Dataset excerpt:
============

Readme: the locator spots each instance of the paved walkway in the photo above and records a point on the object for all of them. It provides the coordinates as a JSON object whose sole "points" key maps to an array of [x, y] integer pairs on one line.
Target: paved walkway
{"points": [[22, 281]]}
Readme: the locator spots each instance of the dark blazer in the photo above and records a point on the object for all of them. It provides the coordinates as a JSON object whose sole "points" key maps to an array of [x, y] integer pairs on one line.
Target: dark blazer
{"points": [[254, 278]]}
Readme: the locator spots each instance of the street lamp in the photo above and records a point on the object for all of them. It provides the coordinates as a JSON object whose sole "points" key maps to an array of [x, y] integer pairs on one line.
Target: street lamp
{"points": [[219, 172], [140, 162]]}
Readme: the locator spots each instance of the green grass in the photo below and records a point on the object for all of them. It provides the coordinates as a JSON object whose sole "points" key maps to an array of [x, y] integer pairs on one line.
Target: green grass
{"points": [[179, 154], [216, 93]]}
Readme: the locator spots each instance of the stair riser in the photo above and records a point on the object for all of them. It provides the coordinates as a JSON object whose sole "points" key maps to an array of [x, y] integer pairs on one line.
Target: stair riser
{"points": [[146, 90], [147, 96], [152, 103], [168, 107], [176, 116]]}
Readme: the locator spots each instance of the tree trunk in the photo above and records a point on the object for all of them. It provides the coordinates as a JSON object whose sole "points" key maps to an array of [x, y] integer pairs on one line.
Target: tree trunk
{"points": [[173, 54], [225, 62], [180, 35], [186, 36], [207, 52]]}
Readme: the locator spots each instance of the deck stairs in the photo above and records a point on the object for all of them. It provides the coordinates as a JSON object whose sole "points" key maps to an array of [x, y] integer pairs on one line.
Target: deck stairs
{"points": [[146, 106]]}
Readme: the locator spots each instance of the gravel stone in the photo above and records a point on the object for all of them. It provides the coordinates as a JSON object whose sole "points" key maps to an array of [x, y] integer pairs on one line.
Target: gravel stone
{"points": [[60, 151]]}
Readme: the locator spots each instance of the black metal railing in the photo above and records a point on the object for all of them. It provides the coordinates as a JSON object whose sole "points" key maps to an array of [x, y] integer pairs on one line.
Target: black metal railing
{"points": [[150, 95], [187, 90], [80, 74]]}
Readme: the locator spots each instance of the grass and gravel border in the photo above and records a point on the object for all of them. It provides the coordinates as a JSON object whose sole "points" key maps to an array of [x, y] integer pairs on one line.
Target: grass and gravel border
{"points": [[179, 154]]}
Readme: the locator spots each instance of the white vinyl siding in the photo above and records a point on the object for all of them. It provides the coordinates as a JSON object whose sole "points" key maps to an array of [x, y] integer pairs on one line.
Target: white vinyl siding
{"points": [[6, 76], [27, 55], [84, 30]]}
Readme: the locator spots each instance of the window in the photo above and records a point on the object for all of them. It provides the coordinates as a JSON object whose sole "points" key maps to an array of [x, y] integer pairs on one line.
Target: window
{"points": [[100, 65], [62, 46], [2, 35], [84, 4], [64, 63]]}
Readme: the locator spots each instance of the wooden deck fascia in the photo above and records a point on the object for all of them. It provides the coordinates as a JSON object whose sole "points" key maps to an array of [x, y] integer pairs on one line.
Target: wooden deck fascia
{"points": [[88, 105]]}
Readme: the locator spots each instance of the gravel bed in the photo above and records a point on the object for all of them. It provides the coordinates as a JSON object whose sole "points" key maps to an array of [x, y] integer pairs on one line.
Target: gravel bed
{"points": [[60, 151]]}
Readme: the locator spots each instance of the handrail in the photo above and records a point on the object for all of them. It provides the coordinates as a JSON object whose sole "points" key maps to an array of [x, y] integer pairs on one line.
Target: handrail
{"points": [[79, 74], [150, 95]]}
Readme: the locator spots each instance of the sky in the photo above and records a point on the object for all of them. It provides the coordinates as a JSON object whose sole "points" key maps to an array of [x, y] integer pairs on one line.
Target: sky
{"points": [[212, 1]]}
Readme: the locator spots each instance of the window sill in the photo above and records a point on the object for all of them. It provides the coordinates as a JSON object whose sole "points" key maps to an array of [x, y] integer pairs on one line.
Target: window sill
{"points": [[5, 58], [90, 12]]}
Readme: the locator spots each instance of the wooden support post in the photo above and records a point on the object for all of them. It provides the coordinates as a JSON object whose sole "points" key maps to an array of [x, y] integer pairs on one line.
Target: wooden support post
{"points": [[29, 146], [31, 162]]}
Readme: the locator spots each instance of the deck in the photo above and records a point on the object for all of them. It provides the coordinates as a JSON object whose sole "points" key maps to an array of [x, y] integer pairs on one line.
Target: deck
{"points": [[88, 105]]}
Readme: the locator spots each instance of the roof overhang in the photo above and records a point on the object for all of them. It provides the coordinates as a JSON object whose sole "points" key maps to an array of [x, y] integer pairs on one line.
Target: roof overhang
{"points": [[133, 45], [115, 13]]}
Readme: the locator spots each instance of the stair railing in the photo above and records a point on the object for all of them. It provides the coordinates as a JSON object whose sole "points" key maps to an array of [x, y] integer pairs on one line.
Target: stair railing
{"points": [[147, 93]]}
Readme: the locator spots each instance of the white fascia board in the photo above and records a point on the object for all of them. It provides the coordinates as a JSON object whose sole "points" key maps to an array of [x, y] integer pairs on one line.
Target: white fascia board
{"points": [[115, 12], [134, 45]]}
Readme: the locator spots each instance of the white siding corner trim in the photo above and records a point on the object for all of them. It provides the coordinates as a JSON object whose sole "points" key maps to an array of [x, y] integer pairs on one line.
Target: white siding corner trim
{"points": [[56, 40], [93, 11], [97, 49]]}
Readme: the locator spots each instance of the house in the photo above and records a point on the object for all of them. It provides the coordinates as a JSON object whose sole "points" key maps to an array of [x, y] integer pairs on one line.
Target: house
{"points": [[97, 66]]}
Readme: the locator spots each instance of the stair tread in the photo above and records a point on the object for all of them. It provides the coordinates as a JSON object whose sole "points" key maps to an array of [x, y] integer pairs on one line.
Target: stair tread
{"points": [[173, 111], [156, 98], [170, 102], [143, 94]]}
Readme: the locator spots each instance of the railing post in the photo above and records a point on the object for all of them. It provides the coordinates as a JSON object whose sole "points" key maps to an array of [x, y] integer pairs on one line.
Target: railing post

============

> What you are asked to do
Above are some records. Print them all exactly.

> Final result
Readme: the locator spots each instance of the paved walkway in the photo above and records a point on the object for all of them. It provides the coordinates as a JSON object whose sole "points" key maps to an array of [x, y] integer pairs on one line.
Target: paved walkway
{"points": [[22, 281]]}
Readme: the locator spots each instance of the dark blazer in the photo above and records a point on the object for all of them. It provides the coordinates as a JSON object whose sole "points" key maps to an array of [x, y] integer pairs on one line.
Target: dark blazer
{"points": [[254, 278]]}
Readme: the locator spots each instance of the street lamp in the photo above and records a point on the object for all of them. It provides the coordinates as a JSON object whose sole "points" key maps to an array of [x, y] integer pairs on one line.
Target: street lamp
{"points": [[219, 172], [140, 162]]}
Readme: the locator spots each instance of the green grass in the photo below and records a point on the object for all of them. It provides the coordinates as a JSON object whose sole "points" key maps to an array of [x, y] integer pairs on one line.
Target: green grass
{"points": [[179, 154], [216, 93]]}
Readme: the locator spots each instance of the stair riser in the photo above and records a point on the object for all of them. It provides the coordinates as a JSON object whose sole "points" key maps to an array of [x, y] integer pairs on one line.
Target: stair riser
{"points": [[146, 90], [147, 96], [152, 103], [168, 107], [176, 116]]}
Readme: the locator spots each instance of the tree trunk in the photo above and records a point on the object for all of them. It provides the coordinates as a JSON object whose sole "points" key maps to an array of [x, y] integer pairs on one line.
Target: tree trunk
{"points": [[173, 54], [225, 62], [180, 35], [186, 36], [207, 52]]}
Readme: the locator spots each instance of the deck stairs in the photo above and records a point on the object for all of them. It provides the coordinates as a JSON object whose sole "points" key maps to an array of [x, y] integer pairs on one line.
Target: deck stairs
{"points": [[146, 106]]}
Readme: the locator spots each instance of the gravel stone in the photo above and records a point on the object for all of them. It provides the coordinates as a JSON object whose sole "points" key maps to an array of [x, y] integer pairs on one line.
Target: gravel stone
{"points": [[60, 151]]}
Readme: the locator spots each instance of the black metal railing in the photo above and records a point on the object for all of them. It provides the coordinates as a JSON object whose sole "points" key maps to an array of [x, y] integer pairs on one line.
Target: black metal railing
{"points": [[150, 95], [187, 90], [80, 74]]}
Readme: the locator spots each instance of the grass and gravel border in the photo above and records a point on the object for all of them. It provides the coordinates as a JSON object whose sole "points" key maps to an array of [x, y] integer pairs on one line.
Target: grass and gravel border
{"points": [[179, 154]]}
Readme: the locator spots each instance of the white vinyl siding in the photo above and records a point on the object for all of them. It provides the coordinates as a JSON object whose sole "points" key maps to an array of [x, y] integer pairs on one line.
Target: white vinyl siding
{"points": [[6, 76], [27, 55], [84, 30]]}
Readme: the locator spots each instance of the window in the photo above and records a point on the object for all of them. It provides the coordinates as a JSON object whose sole "points" key maps to an array of [x, y] integer pairs on one line.
Target: window
{"points": [[100, 65], [62, 46], [2, 35], [84, 4], [64, 63]]}
Readme: the locator spots each instance of the wooden deck fascia in the photo above and records a point on the object for all of them. It provides the coordinates as a JSON object whose sole "points" key maps to an array of [x, y] integer pairs on one line.
Target: wooden deck fascia
{"points": [[88, 105]]}
Readme: the locator spots each instance of the gravel bed in the photo above and records a point on the object for all of them. It provides the coordinates as a JSON object whose sole "points" key maps to an array of [x, y] integer pairs on one line.
Target: gravel bed
{"points": [[60, 151]]}
Readme: the locator spots each instance of the handrail in the photo above and records a point on the object for all of them. It provides the coordinates as a JSON object whose sole "points" key maps to an array of [x, y] integer pairs on one line.
Target: handrail
{"points": [[79, 74], [150, 95]]}
Readme: the locator spots each instance of the sky in the photo above and records a point on the object for all of them. It provides the coordinates as a JSON object whose sole "points" key maps to an array of [x, y] integer pairs on one line.
Target: sky
{"points": [[212, 1]]}
Readme: the locator spots each instance of the window sill in the photo above and records a point on the object for all of them. It provides the coordinates as a JSON object whose sole "points" key maps to an array of [x, y] integer pairs on one line.
Target: window sill
{"points": [[5, 58], [90, 12]]}
Readme: the locator spots each instance of the wooden support post in the photo above and records a point on the object for all of them. It provides the coordinates as a JSON object whose sole "points" key maps to an array of [x, y] integer pairs on one line.
Target: wooden support post
{"points": [[29, 146], [31, 162]]}
Readme: the locator spots each instance of the deck in the photo above and records a point on the object for all of them. It provides the coordinates as a JSON object whose sole "points" key maps to an array of [x, y] integer pairs on one line.
Target: deck
{"points": [[88, 105]]}
Readme: the locator spots each instance of the roof overhang in the photo above and records a point on the object for all of them. It provides the coordinates as a JSON object whose sole "points" key maps to an array of [x, y] integer pairs on one line.
Target: roof overhang
{"points": [[133, 45], [115, 13]]}
Readme: the locator spots each instance of the stair railing in the photo above and records a point on the object for all of them. It provides the coordinates as a JSON object whose sole "points" key maps to an array of [x, y] integer pairs on one line.
Target: stair railing
{"points": [[147, 93]]}
Readme: the locator spots each instance of the white fascia board in the photo above and records a point on the object for all of them. It provides the coordinates as a JSON object whose sole "points" key maps to an array of [x, y] integer pairs on one line.
Target: white fascia board
{"points": [[115, 12], [134, 45]]}
Readme: the locator spots each instance of the white siding corner trim in the photo above and records a point on the object for all of them. It provides the coordinates as a JSON object whose sole "points" key maps to an array of [x, y] integer pairs on one line.
Target: white siding corner trim
{"points": [[56, 40], [93, 11], [97, 49]]}
Readme: the locator spots each instance of the house in the photo above and records a point on the object for all of them. It provides the coordinates as a JSON object whose sole "points" key maps to an array of [x, y] integer pairs on one line.
Target: house
{"points": [[97, 66]]}
Readme: the locator spots each instance of the stair tread in the photo above and records a point on the object for all of them. It provides the coordinates as a JSON object whose sole "points" key maps to an array of [x, y] integer pairs on one line.
Target: stair tread
{"points": [[173, 111], [156, 98], [170, 102], [143, 94]]}
Readme: the locator spots each instance of the railing post in the photo above and records a point on the object for all of them. It provides the coordinates as a JSON object whose sole "points" key maps to an array of [x, y] integer pairs on one line.
Target: railing post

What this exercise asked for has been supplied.